● **Written problem**: Produce an exact copy of the lines from the line that contains "Could you point at the green lawn" to the end of the listing below.

● **Input rows**:
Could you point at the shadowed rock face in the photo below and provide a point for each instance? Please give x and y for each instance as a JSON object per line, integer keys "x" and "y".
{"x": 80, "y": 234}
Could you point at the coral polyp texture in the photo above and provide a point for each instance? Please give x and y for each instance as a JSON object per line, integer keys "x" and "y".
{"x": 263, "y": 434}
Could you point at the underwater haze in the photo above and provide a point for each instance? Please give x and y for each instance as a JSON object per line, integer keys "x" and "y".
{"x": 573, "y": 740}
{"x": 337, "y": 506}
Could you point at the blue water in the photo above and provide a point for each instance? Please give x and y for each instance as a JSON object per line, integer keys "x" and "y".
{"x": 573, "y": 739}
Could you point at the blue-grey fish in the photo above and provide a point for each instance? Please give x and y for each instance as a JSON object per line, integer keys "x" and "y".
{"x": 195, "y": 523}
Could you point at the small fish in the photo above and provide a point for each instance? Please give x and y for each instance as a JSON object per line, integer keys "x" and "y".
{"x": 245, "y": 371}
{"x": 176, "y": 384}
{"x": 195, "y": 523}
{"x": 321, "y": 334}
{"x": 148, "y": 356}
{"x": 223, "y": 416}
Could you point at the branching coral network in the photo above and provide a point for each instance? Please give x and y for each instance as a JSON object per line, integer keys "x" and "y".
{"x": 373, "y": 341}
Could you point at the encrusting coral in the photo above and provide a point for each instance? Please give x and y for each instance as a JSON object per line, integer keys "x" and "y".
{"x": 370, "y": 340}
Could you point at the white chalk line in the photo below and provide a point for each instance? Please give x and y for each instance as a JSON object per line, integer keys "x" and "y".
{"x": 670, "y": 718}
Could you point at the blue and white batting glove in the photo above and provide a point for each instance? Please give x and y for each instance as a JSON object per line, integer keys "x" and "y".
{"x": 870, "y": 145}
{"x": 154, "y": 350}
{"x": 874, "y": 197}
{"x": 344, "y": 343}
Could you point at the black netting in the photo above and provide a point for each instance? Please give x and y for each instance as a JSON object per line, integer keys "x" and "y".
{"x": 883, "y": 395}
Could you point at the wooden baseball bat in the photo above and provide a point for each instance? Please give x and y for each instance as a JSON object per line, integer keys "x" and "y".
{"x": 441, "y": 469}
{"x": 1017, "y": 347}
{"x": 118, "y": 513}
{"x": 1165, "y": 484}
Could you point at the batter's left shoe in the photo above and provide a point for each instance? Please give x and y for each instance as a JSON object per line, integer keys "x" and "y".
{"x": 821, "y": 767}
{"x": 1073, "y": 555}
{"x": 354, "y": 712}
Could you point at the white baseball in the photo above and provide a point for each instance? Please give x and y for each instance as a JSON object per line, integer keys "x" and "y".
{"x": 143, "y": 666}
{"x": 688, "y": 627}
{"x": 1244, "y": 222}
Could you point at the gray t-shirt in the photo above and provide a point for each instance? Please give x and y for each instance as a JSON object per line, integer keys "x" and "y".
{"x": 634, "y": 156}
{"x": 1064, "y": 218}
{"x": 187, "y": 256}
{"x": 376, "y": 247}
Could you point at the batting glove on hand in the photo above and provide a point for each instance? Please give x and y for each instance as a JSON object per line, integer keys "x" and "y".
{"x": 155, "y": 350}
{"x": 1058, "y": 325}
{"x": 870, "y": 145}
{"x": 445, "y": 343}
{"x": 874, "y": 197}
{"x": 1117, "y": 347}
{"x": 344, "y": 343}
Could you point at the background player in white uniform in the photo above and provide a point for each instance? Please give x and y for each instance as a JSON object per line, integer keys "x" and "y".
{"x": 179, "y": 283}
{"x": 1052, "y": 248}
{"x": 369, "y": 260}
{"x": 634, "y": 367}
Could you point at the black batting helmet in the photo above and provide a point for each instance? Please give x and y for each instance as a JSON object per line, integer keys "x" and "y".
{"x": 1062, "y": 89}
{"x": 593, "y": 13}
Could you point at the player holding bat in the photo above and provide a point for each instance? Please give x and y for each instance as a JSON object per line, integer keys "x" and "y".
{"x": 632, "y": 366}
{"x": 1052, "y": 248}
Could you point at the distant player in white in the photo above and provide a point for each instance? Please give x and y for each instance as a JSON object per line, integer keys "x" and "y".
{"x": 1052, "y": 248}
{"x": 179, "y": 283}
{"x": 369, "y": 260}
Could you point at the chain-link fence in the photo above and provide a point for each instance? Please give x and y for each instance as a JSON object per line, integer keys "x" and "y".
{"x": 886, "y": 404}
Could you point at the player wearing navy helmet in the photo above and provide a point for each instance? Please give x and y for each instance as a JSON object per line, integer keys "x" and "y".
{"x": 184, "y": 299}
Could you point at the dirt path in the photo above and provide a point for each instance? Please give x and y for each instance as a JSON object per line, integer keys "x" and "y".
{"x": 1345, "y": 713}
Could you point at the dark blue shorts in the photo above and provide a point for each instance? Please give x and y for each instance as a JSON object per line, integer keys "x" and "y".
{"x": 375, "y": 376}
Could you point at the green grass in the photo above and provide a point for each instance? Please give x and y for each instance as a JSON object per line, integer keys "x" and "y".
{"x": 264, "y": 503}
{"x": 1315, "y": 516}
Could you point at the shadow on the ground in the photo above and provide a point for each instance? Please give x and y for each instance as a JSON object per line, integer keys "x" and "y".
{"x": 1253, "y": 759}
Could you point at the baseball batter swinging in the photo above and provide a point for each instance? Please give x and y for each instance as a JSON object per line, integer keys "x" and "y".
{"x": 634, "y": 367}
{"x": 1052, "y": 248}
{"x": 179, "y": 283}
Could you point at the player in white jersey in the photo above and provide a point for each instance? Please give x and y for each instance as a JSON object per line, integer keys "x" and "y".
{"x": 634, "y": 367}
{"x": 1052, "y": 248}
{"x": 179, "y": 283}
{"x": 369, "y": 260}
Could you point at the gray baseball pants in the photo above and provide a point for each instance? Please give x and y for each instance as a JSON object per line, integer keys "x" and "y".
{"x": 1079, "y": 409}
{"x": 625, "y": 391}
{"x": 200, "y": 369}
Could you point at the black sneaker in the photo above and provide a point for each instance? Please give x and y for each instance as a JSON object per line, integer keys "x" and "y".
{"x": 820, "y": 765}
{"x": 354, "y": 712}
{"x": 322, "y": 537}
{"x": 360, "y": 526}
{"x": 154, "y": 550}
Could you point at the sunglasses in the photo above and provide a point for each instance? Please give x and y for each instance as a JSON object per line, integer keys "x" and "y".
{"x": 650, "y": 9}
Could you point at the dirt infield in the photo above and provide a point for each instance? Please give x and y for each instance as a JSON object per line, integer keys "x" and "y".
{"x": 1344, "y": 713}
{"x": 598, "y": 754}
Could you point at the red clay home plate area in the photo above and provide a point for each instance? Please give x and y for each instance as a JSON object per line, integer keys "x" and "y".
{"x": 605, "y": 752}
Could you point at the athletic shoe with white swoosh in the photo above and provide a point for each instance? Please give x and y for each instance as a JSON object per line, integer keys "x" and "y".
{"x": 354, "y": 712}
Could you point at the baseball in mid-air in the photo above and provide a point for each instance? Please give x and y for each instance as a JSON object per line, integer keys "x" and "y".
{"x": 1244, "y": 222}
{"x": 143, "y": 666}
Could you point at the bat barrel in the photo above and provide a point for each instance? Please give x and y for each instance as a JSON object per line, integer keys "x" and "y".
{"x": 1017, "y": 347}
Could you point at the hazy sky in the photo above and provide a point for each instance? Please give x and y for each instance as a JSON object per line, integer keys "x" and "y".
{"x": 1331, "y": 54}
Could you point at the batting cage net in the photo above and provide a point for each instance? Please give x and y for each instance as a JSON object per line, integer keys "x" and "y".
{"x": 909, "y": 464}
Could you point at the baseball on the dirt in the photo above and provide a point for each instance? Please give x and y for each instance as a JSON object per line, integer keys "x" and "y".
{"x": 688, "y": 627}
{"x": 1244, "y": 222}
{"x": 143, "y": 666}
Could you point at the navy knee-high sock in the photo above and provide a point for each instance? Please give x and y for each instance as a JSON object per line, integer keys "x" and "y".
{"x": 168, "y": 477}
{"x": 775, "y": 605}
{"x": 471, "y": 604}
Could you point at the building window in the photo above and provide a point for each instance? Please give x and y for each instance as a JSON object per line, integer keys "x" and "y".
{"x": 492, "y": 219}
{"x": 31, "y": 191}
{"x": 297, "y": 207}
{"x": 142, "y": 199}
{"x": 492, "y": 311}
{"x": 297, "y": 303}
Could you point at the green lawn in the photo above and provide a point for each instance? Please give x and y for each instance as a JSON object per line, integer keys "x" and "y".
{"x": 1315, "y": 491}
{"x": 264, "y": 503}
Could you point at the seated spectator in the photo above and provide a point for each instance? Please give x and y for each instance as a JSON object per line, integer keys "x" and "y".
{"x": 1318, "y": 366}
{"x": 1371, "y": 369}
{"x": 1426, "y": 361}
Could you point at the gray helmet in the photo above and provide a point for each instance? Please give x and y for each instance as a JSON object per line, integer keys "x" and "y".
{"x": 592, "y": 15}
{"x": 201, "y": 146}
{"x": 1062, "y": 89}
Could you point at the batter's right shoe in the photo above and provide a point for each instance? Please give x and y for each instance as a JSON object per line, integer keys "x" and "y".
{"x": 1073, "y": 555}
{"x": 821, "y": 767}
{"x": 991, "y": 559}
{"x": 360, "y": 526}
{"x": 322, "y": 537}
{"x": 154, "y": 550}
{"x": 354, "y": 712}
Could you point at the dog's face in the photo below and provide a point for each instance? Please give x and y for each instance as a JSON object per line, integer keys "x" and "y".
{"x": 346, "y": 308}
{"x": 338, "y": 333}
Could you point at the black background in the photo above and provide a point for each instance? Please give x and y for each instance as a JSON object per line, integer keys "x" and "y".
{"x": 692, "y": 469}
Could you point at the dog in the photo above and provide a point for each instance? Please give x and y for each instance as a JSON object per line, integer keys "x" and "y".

● **Final result**:
Could you point at the green lawn in the photo above and provide a point for each instance? Please give x and y for each instance as a JSON object per line, integer keys "x" and "y".
{"x": 1315, "y": 491}
{"x": 264, "y": 503}
Could you point at the seated spectator in the photo above and provide a point for each instance? Please give x and y for each instance as a JSON object per line, integer keys "x" and "y".
{"x": 1318, "y": 366}
{"x": 1371, "y": 369}
{"x": 1426, "y": 361}
Could you point at the gray helmet in the photo above and provide a point for each instance? Please give x and y for each instance as a JSON object per line, integer keys "x" and "y".
{"x": 592, "y": 15}
{"x": 201, "y": 146}
{"x": 1062, "y": 89}
Could you point at the batter's right shoe in the photo above and provide a point for each instance? Please give x and y for each instance as a JSON object per line, integer keys "x" and "y".
{"x": 1073, "y": 555}
{"x": 821, "y": 767}
{"x": 991, "y": 559}
{"x": 360, "y": 526}
{"x": 322, "y": 537}
{"x": 154, "y": 550}
{"x": 354, "y": 712}
Could you point at the dog's face in the photo below and provide a point for each instance? Please give x and y for each instance as a JSON object per line, integer keys "x" and "y".
{"x": 346, "y": 308}
{"x": 338, "y": 333}
Could you point at the black background in the photo above and provide a point for each instance? Please give x and y for each instance as a JSON object per line, integer keys "x" and "y".
{"x": 692, "y": 469}
Could you point at the dog in the photo above and provide a point for each instance? Please give x and y for each instance as a JSON object per line, integer keys "x" and "y".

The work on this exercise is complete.